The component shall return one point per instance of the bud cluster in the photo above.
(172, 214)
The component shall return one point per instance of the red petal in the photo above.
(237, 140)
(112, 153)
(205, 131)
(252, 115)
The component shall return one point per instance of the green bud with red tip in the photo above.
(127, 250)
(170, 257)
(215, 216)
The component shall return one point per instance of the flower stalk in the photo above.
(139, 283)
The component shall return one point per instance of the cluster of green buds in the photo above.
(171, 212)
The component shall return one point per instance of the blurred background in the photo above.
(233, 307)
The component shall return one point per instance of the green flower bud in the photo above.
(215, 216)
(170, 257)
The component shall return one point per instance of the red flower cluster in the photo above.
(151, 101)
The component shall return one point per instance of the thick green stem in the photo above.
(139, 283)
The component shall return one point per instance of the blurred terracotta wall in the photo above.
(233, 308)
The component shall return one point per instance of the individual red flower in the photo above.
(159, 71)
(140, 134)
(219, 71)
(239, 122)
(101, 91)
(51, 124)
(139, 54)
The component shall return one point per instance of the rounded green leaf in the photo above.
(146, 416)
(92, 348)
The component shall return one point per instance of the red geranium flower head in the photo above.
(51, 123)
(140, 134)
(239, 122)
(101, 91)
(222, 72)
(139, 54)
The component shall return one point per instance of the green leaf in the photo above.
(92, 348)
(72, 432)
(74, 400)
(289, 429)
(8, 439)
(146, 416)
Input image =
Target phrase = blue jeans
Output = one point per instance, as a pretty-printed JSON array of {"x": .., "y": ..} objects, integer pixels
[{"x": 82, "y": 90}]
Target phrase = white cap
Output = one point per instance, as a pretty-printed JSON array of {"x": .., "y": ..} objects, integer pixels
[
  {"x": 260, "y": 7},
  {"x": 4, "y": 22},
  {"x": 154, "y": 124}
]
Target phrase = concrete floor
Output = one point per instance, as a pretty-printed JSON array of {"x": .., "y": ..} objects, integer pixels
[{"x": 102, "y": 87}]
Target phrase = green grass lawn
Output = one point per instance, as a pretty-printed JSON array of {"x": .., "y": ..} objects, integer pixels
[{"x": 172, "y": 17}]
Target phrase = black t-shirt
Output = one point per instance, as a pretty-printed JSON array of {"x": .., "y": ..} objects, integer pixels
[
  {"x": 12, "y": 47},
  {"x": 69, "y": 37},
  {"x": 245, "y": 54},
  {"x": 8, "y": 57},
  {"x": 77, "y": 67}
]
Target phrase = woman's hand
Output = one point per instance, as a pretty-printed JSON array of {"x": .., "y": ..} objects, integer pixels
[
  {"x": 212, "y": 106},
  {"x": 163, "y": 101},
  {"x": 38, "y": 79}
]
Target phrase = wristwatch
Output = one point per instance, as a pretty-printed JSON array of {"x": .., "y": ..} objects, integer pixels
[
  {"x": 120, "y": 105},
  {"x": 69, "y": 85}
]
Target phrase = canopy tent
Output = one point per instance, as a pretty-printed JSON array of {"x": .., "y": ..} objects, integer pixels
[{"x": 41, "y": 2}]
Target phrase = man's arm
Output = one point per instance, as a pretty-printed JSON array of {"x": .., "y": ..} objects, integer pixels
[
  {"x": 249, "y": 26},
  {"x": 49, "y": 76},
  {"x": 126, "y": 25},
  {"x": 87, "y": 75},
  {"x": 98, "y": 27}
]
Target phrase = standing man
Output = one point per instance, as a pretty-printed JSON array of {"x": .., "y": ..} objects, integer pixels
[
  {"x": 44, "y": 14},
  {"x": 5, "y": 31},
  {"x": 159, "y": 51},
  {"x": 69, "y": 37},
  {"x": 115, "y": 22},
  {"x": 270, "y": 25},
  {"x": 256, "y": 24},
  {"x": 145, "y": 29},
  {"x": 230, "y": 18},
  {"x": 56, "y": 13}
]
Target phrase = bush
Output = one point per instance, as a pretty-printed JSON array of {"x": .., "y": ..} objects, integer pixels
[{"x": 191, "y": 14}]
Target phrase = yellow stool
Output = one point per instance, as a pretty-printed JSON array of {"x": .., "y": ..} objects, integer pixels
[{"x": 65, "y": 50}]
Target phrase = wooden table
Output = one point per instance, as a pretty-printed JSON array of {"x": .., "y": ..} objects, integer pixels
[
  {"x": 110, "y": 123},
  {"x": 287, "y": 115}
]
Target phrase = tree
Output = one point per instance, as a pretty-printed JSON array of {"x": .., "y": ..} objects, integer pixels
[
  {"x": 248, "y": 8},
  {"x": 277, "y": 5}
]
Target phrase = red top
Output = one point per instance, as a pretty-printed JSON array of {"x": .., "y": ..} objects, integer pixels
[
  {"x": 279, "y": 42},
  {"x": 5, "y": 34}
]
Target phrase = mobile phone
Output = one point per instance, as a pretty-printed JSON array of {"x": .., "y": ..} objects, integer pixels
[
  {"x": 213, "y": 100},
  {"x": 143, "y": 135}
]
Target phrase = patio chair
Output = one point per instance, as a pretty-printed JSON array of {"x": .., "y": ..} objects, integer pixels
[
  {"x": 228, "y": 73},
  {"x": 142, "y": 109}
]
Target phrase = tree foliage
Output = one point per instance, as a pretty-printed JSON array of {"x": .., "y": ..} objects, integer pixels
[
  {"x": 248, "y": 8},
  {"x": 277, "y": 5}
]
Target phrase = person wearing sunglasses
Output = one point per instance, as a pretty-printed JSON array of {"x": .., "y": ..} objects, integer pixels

==========

Reproduce the material above in full, word for word.

The component shall return one point per instance of the bud cluster in the photo above.
(172, 214)
The component shall return one point per instance of the red petal in the photo above.
(237, 140)
(112, 153)
(205, 131)
(252, 115)
The component shall return one point per instance of the green bud with red tip in the photo above.
(127, 250)
(170, 257)
(215, 216)
The component shall return one point per instance of the flower stalk in the photo above.
(139, 283)
The component shall return one point per instance of the cluster of green buds in the photo above.
(171, 212)
The component shall return one point per instance of the blurred background in the photo above.
(233, 307)
The component shall return one point per instance of the green flower bud in the photo above.
(215, 216)
(170, 257)
The component shall return one point per instance of the red flower cluster in the photo above.
(151, 101)
The component shall return one point per instance of the thick green stem in the photo above.
(139, 283)
The component shall return one point per instance of the blurred terracotta wall in the photo above.
(233, 308)
The component shall return one point per instance of the individual red flower in the photo above.
(159, 71)
(140, 134)
(219, 71)
(239, 122)
(101, 91)
(51, 124)
(139, 54)
The component shall return one point per instance of the rounded green leaf in the photo above.
(146, 416)
(92, 348)
The component shall return one point per instance of the red geranium flower head in the photo above.
(51, 123)
(140, 134)
(239, 122)
(101, 91)
(222, 72)
(139, 54)
The component shall return one point per instance of the green leaf in the photo above.
(92, 348)
(72, 432)
(74, 400)
(289, 429)
(8, 439)
(146, 416)
Input image =
Target phrase = blue jeans
Output = one point per instance, as a pretty-printed JSON array of {"x": .., "y": ..} objects, integer pixels
[{"x": 82, "y": 90}]
Target phrase = white cap
Output = one point per instance, as a pretty-printed JSON array of {"x": .., "y": ..} objects, integer pixels
[
  {"x": 260, "y": 7},
  {"x": 4, "y": 22},
  {"x": 154, "y": 124}
]
Target phrase = concrete floor
Output = one point per instance, as a pretty-printed JSON array of {"x": .., "y": ..} objects, integer pixels
[{"x": 102, "y": 87}]
Target phrase = green grass lawn
Output = one point per instance, as a pretty-printed JSON array of {"x": .., "y": ..} objects, integer pixels
[{"x": 172, "y": 17}]
Target phrase = black t-shirt
Output = one point per instance, as a pretty-printed JSON array of {"x": .., "y": ..} objects, integer pixels
[
  {"x": 12, "y": 47},
  {"x": 69, "y": 37},
  {"x": 245, "y": 54},
  {"x": 8, "y": 57},
  {"x": 77, "y": 67}
]
Target phrase = woman's hand
Output = one point per instance, as a pretty-printed JSON array of {"x": .., "y": ..} objects, integer pixels
[
  {"x": 212, "y": 106},
  {"x": 163, "y": 101},
  {"x": 38, "y": 79}
]
Target phrase = wristwatch
Output = one point per instance, as a pretty-printed JSON array of {"x": .., "y": ..} objects, integer pixels
[
  {"x": 120, "y": 105},
  {"x": 69, "y": 85}
]
Target phrase = canopy tent
Output = one point per instance, as a pretty-printed JSON array of {"x": .., "y": ..} objects, integer pixels
[{"x": 41, "y": 2}]
Target phrase = man's arm
Output = one point per instance, as a pretty-printed JSON array of {"x": .., "y": ..} objects, integer pixels
[
  {"x": 249, "y": 26},
  {"x": 49, "y": 76},
  {"x": 126, "y": 25},
  {"x": 87, "y": 75},
  {"x": 98, "y": 27}
]
Target phrase = standing man
Output = one point per instance, as a pretty-printed JSON array of {"x": .., "y": ..} objects, integer pixels
[
  {"x": 44, "y": 14},
  {"x": 5, "y": 31},
  {"x": 159, "y": 51},
  {"x": 69, "y": 37},
  {"x": 115, "y": 22},
  {"x": 270, "y": 25},
  {"x": 256, "y": 24},
  {"x": 145, "y": 29},
  {"x": 230, "y": 18},
  {"x": 56, "y": 13}
]
Target phrase = bush
Output = one point per instance, as a pretty-printed JSON array of {"x": .., "y": ..} objects, integer pixels
[{"x": 191, "y": 14}]
Target phrase = yellow stool
Output = one point per instance, as a pretty-printed JSON array of {"x": .., "y": ..} objects, integer pixels
[{"x": 65, "y": 50}]
Target phrase = wooden table
Output = one point per instance, as a pretty-printed JSON array of {"x": .., "y": ..} objects, integer pixels
[
  {"x": 110, "y": 123},
  {"x": 287, "y": 115}
]
Target phrase = tree
Output = one point per instance, as a pretty-printed JSON array of {"x": .., "y": ..} objects, integer pixels
[
  {"x": 248, "y": 8},
  {"x": 277, "y": 5}
]
Target phrase = red top
Output = one point per instance, as a pretty-printed JSON array of {"x": .., "y": ..} objects, integer pixels
[
  {"x": 279, "y": 42},
  {"x": 5, "y": 34}
]
Target phrase = mobile phone
Output = one point per instance, as a pretty-printed JSON array of {"x": .., "y": ..} objects, integer pixels
[
  {"x": 213, "y": 100},
  {"x": 143, "y": 135}
]
Target phrase = patio chair
Output = one point per instance, as a pretty-printed JSON array of {"x": .., "y": ..} objects, integer pixels
[
  {"x": 228, "y": 73},
  {"x": 142, "y": 109}
]
Target phrase = tree foliage
Output = one point per instance, as a pretty-printed JSON array of {"x": .., "y": ..} objects, integer pixels
[
  {"x": 248, "y": 8},
  {"x": 277, "y": 5}
]
Target phrase = person wearing sunglasses
Output = one point per instance, as a pretty-printed JSON array of {"x": .., "y": ..} objects, integer pixels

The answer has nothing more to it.